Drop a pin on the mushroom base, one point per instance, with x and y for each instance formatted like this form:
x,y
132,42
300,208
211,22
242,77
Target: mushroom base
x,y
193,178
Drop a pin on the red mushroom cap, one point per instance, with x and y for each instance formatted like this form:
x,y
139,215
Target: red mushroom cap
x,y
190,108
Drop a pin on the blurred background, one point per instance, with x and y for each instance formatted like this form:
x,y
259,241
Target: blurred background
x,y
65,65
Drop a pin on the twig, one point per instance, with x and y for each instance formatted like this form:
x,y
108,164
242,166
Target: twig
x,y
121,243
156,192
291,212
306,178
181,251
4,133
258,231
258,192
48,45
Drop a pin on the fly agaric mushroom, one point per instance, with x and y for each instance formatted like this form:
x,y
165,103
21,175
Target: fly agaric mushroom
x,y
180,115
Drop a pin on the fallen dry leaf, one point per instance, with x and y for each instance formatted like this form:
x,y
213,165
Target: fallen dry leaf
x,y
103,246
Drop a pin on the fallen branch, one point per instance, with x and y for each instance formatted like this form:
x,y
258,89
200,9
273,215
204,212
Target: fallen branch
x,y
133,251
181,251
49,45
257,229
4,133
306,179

# [WHAT THE EXERCISE ASKS]
From the line containing "Drop a pin on the fallen dry" through the end of the material, print each line exactly as it appears.

# [EXERCISE RESULT]
Drop a pin on the fallen dry leaf, one point per instance, with x and y for each instance formatted like this form:
x,y
213,165
Target: fallen dry leaf
x,y
103,246
Drop a pin on the fallen branch, one point per instance, with x and y for each instance formatted like this form:
x,y
258,89
200,9
273,215
204,212
Target: fallen branch
x,y
133,251
181,251
49,45
257,229
4,133
306,179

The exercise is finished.